Written exercise: Arrange the stretch of the data below, from the line containing "Put a marker on every instance of the tall" through the end of the data, as a Markdown table with the columns Row and Data line. Give one line per row, number the rows in order, and omit any blank lines.

[START Dataset entries]

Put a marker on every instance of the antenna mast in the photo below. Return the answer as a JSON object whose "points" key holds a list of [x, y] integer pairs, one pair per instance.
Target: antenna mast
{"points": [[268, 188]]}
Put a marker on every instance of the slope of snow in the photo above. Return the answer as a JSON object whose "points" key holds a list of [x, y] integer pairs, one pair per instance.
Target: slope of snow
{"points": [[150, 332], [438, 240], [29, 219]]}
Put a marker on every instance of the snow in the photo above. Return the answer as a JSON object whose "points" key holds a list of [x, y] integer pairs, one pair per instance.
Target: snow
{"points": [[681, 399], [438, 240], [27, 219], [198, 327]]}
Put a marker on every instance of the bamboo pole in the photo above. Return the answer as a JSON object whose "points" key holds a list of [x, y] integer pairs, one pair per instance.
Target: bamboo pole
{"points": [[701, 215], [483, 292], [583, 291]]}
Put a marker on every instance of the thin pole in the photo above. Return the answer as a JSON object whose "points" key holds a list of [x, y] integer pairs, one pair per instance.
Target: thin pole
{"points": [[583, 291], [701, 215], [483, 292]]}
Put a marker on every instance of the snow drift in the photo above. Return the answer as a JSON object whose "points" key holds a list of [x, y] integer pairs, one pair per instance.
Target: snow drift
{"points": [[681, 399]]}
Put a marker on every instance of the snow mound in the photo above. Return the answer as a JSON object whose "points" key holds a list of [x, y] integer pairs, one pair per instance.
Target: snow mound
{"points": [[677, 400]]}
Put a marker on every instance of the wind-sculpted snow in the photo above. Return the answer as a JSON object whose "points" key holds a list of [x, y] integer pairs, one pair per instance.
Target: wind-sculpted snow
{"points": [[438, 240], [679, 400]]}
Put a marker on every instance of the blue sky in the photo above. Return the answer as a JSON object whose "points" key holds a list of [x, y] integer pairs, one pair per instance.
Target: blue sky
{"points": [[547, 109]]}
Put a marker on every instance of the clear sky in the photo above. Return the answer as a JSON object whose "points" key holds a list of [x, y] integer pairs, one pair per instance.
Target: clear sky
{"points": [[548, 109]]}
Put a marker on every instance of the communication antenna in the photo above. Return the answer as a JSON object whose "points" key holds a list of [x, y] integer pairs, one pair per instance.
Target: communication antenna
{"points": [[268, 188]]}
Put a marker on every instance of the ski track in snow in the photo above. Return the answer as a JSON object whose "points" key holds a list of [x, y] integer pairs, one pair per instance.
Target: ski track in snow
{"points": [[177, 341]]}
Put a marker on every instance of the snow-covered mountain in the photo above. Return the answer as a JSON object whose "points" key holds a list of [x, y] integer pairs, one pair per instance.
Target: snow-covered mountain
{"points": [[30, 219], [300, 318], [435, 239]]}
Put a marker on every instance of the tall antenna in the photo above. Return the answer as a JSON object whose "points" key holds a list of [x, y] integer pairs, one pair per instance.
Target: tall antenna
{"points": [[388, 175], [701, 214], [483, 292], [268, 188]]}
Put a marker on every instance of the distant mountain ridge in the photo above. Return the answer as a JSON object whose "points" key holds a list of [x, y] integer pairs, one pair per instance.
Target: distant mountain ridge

[END Dataset entries]

Result:
| Row | Data line |
|---|---|
| 1 | Put a marker on every instance of the tall antenna in the photo above. Return the answer as a JSON object whose "points" key holds a list of [x, y] integer pairs, one pair per instance. |
| 2 | Target: tall antenna |
| 3 | {"points": [[388, 175], [701, 214], [483, 292], [268, 188]]} |
| 4 | Put a marker on every instance of the distant mountain ridge in the photo above. Return the answer as a JSON object whose "points" key holds a list of [x, y] integer pairs, one pair per instance. |
| 5 | Target: distant mountain ridge |